# Task
Repeat the listing word for word, from its very first line through the line that contains "pixel 394 301", with both of those lines included.

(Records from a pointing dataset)
# # # # # # #

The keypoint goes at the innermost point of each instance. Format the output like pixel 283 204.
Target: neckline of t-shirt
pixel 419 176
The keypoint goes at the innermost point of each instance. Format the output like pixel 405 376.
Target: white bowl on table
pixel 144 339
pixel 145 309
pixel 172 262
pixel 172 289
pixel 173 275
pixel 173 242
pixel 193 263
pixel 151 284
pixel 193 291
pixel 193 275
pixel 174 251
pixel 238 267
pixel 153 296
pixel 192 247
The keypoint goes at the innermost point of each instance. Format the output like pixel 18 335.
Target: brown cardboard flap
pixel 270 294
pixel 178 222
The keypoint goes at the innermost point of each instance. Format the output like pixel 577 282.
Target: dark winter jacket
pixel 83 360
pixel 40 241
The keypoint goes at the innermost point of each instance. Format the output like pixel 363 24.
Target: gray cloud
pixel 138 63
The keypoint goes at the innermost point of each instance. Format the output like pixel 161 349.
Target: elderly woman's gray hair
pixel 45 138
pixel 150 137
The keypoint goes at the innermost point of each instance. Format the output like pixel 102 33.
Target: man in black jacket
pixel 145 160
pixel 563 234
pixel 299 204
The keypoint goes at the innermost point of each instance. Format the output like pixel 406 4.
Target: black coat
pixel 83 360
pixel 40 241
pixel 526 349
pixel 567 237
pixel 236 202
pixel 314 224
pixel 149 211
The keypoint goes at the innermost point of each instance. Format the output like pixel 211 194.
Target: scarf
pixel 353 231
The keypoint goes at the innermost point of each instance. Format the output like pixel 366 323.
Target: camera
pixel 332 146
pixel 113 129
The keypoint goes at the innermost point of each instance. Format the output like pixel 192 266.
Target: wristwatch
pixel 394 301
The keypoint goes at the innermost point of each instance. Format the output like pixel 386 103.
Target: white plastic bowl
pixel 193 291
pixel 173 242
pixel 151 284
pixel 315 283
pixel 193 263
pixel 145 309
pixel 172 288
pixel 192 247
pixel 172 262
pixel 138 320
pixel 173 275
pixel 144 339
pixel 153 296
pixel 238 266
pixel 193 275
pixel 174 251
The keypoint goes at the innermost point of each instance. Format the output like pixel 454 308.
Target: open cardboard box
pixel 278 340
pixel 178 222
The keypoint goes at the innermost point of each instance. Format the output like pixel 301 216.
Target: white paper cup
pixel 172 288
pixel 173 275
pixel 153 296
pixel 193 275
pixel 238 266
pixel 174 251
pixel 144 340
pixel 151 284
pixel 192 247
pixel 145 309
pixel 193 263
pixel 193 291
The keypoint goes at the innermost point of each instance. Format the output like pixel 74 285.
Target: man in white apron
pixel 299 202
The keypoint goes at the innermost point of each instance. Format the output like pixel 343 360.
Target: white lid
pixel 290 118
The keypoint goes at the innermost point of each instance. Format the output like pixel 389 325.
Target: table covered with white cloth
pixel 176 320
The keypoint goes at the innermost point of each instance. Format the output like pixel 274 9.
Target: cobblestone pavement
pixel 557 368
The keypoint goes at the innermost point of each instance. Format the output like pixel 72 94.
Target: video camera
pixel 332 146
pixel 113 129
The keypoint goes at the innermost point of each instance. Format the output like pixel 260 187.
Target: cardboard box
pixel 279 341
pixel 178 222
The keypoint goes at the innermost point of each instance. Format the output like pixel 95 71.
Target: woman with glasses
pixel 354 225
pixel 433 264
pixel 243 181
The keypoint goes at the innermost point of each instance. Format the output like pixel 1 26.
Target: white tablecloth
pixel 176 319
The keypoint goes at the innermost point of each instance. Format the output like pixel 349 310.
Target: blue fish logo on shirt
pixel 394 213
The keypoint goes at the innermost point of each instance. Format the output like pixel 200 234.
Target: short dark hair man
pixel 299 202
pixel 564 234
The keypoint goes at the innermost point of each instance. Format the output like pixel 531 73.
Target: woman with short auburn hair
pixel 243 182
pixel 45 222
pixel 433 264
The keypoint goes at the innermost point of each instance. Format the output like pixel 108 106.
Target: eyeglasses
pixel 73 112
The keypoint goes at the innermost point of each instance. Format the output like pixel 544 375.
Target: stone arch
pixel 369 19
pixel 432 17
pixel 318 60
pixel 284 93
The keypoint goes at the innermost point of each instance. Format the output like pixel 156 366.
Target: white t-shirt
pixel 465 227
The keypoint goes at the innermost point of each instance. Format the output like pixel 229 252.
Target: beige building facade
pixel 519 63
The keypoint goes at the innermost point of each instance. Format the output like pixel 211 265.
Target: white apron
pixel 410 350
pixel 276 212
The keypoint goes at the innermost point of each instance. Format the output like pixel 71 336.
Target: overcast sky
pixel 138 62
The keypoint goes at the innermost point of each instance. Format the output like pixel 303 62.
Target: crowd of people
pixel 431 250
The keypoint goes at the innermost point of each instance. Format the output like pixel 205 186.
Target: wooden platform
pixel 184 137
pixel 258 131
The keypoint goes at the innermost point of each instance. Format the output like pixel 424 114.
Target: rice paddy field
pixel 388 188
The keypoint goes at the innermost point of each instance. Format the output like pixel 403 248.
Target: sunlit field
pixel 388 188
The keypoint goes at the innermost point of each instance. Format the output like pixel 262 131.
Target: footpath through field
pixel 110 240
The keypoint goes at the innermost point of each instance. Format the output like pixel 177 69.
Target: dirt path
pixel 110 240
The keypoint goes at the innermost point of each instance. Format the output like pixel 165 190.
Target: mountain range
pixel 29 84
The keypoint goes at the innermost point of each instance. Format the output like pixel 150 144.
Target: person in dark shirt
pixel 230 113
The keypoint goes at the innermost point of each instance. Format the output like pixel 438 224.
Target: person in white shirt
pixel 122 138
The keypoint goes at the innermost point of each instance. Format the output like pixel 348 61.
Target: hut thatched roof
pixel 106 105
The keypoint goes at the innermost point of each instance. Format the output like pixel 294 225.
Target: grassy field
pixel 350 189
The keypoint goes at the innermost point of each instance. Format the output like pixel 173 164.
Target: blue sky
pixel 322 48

# # # # # # #

# Complete answer
The keypoint goes at the innermost point of each instance. Format the output like pixel 283 204.
Target: neckline of t-shirt
pixel 419 176
The keypoint goes at the innermost point of each instance. Format the output like pixel 405 376.
Target: white bowl on table
pixel 144 339
pixel 145 309
pixel 172 262
pixel 172 289
pixel 173 275
pixel 173 242
pixel 193 263
pixel 151 284
pixel 193 291
pixel 193 275
pixel 174 251
pixel 238 267
pixel 153 296
pixel 192 247
The keypoint goes at the innermost point of each instance. Format the output like pixel 18 335.
Target: brown cardboard flap
pixel 270 294
pixel 178 222
The keypoint goes at the innermost point of each instance. Format the output like pixel 577 282.
Target: dark winter jacket
pixel 83 360
pixel 40 241
The keypoint goes at the innermost point of each instance. Format the output like pixel 363 24.
Target: gray cloud
pixel 138 63
The keypoint goes at the innermost point of each instance. Format the output like pixel 161 349.
Target: elderly woman's gray hair
pixel 45 138
pixel 150 137
The keypoint goes at the innermost point of each instance. Format the output like pixel 102 33.
Target: man in black jacket
pixel 145 160
pixel 563 234
pixel 299 204
The keypoint goes at the innermost point of each instance. Format the output like pixel 406 4.
Target: black coat
pixel 83 360
pixel 40 241
pixel 526 349
pixel 567 237
pixel 236 202
pixel 314 224
pixel 149 211
The keypoint goes at the innermost point of each instance. Format the output like pixel 211 194.
Target: scarf
pixel 353 231
The keypoint goes at the innermost point of each instance. Format the output like pixel 366 323.
Target: camera
pixel 332 146
pixel 113 129
The keypoint goes at the innermost point of each instance. Format the output like pixel 192 266.
Target: wristwatch
pixel 394 301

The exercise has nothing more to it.